**What is being asked**
Go to the line in the entries below that holds "TARGET = guardrail" and repeat exactly from there through the line that holds "TARGET = roadside shrub", inclusive.

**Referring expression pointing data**
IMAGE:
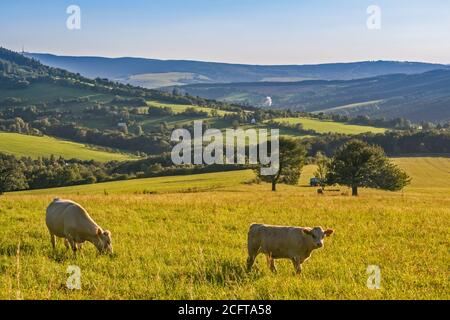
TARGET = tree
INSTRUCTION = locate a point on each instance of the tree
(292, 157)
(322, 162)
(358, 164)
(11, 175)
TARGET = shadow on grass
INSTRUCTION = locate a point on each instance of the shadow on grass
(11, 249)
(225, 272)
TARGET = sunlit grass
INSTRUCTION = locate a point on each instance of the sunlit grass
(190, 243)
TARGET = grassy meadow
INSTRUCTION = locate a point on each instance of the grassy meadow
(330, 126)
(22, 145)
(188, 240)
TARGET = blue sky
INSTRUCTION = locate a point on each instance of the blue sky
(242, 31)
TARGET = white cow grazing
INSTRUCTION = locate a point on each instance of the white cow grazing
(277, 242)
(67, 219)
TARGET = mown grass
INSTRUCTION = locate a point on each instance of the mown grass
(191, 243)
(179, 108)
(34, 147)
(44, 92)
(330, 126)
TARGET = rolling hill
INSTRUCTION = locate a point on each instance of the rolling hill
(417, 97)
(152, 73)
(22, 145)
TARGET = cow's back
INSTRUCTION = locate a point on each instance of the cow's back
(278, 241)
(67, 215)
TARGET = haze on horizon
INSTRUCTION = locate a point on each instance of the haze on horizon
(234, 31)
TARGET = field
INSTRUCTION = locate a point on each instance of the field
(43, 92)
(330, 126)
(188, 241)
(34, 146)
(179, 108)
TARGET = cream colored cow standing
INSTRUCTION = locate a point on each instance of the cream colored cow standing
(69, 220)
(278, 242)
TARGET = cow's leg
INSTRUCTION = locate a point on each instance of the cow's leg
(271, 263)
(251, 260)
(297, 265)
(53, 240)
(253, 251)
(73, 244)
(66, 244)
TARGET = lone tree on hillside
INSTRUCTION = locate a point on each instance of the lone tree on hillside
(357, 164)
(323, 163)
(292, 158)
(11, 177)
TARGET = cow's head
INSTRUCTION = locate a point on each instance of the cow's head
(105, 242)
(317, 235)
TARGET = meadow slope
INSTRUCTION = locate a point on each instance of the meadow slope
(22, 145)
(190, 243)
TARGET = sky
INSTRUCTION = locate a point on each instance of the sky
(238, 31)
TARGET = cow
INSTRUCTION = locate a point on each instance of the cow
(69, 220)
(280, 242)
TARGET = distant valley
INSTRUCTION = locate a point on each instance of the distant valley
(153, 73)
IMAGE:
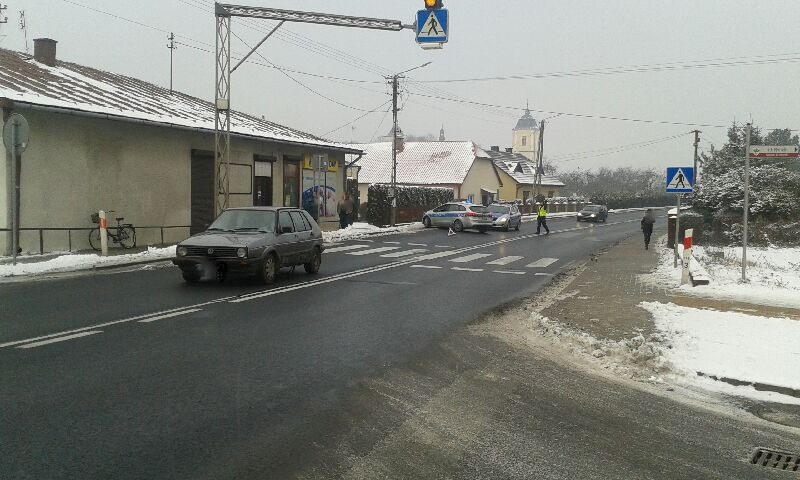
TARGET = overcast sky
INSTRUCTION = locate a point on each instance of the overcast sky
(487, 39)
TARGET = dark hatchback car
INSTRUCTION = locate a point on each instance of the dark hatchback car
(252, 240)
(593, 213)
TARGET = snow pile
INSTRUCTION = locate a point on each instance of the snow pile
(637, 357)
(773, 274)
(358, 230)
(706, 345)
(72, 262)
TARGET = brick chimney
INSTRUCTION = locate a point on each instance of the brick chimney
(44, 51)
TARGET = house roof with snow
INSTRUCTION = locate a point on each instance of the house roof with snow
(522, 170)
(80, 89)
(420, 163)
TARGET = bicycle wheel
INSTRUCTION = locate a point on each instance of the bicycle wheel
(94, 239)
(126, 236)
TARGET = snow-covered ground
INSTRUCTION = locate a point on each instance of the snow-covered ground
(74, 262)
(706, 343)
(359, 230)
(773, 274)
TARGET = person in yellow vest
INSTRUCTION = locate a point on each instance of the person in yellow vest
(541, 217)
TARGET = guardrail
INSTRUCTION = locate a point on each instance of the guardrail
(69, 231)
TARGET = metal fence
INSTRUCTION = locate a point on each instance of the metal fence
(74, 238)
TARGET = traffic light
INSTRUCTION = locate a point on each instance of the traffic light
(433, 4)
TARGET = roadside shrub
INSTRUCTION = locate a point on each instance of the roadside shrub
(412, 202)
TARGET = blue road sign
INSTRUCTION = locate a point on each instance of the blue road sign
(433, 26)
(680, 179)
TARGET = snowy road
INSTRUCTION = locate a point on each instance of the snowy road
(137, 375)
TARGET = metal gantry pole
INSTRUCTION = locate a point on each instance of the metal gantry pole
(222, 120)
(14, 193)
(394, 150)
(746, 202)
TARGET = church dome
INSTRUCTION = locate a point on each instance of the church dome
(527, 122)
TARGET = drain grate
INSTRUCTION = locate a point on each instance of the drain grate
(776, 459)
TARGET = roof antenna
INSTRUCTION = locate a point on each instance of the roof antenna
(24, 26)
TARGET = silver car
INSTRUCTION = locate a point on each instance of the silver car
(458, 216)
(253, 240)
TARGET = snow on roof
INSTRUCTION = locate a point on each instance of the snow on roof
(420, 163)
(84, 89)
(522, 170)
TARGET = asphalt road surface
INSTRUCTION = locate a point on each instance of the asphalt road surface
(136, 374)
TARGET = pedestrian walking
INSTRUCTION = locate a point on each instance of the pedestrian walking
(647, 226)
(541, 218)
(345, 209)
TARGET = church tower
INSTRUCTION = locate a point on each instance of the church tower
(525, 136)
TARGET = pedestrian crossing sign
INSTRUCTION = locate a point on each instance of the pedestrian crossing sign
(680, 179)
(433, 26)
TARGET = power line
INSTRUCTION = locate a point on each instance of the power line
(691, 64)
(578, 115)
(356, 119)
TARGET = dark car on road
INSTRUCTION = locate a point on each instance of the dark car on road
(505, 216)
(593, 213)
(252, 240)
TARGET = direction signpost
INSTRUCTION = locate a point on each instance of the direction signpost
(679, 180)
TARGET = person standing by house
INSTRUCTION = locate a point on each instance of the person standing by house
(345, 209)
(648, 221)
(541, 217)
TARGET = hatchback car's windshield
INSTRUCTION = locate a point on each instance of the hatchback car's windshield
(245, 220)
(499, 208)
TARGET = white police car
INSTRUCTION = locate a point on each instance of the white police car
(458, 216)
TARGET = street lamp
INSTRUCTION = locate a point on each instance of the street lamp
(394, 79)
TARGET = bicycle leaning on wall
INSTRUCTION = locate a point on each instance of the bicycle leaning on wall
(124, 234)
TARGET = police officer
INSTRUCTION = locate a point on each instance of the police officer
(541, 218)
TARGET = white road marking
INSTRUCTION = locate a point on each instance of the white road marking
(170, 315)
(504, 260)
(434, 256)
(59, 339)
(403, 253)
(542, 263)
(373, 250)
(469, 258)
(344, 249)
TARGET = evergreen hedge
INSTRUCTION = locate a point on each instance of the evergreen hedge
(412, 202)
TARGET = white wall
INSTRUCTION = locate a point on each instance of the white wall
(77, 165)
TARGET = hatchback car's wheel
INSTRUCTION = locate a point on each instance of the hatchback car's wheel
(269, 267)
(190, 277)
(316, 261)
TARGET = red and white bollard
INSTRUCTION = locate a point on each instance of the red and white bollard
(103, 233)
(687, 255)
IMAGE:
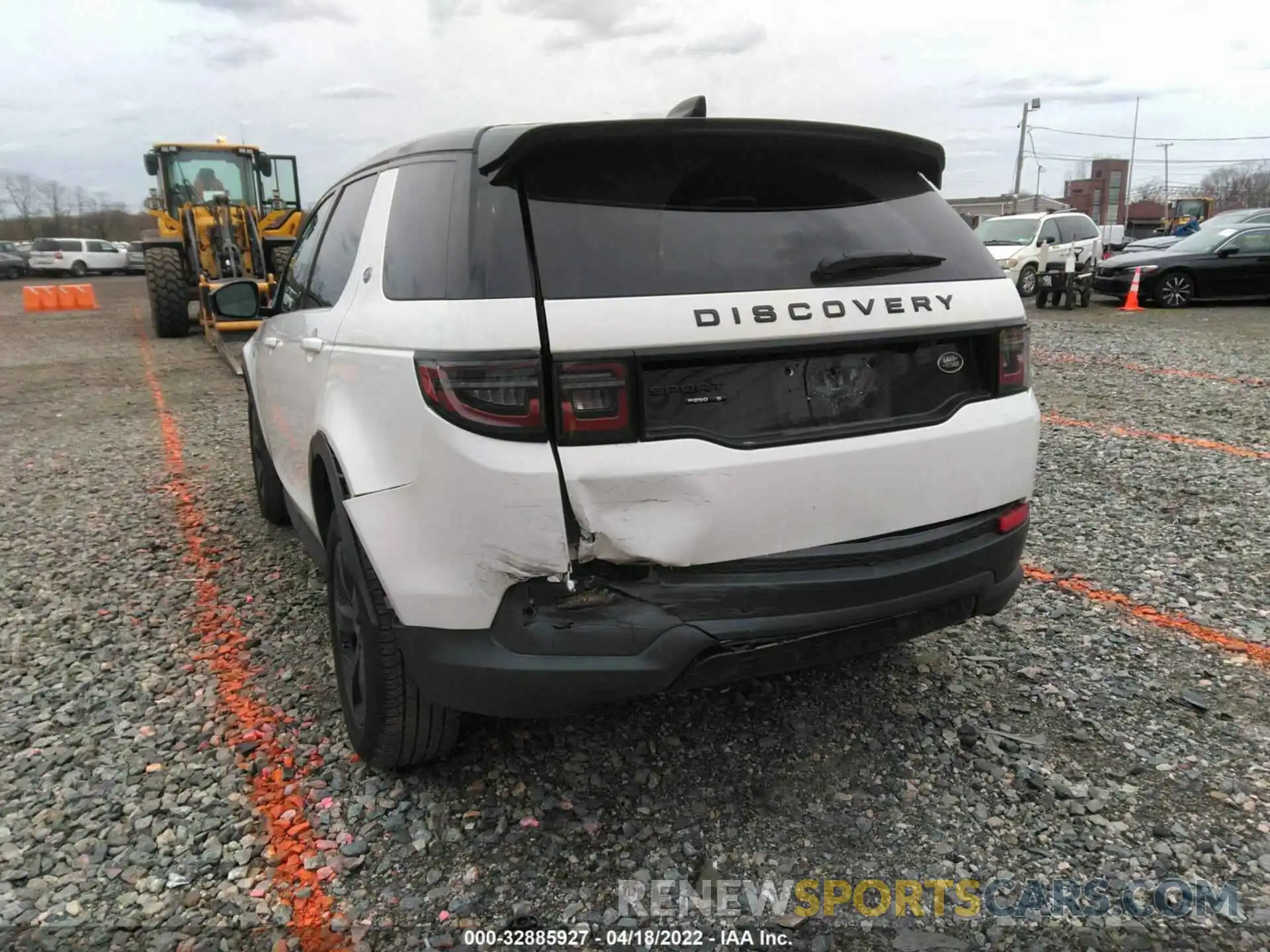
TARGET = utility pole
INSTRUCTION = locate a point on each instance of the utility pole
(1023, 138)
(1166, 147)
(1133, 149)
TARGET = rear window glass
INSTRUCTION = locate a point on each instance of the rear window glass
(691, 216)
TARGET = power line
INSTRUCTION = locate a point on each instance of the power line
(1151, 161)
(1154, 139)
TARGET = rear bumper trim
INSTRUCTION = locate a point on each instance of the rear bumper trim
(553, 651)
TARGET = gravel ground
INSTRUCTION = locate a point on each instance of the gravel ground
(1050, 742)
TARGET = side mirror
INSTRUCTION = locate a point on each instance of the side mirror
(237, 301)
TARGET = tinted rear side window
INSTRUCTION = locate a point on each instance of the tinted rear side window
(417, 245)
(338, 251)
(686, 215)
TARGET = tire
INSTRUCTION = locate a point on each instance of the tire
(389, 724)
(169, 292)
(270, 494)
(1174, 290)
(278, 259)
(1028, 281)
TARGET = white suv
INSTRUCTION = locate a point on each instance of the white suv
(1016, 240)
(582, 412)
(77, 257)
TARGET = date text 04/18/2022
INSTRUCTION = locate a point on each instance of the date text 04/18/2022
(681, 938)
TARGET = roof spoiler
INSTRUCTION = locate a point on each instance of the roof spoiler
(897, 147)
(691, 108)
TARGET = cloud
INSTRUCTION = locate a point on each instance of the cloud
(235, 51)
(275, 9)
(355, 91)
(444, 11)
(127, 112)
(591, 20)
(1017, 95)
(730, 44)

**Result for this exercise**
TARGET = guardrail
INSTRUCTION = locate a point on each instance of the guardrail
(69, 231)
TARGET = metal fence
INSTRUCTION = locate a point on each instance of the metal fence
(74, 238)
TARGET = traffic light
INSTRUCTION = locate a point on each instance of the traffic light
(433, 4)
TARGET = roadside shrub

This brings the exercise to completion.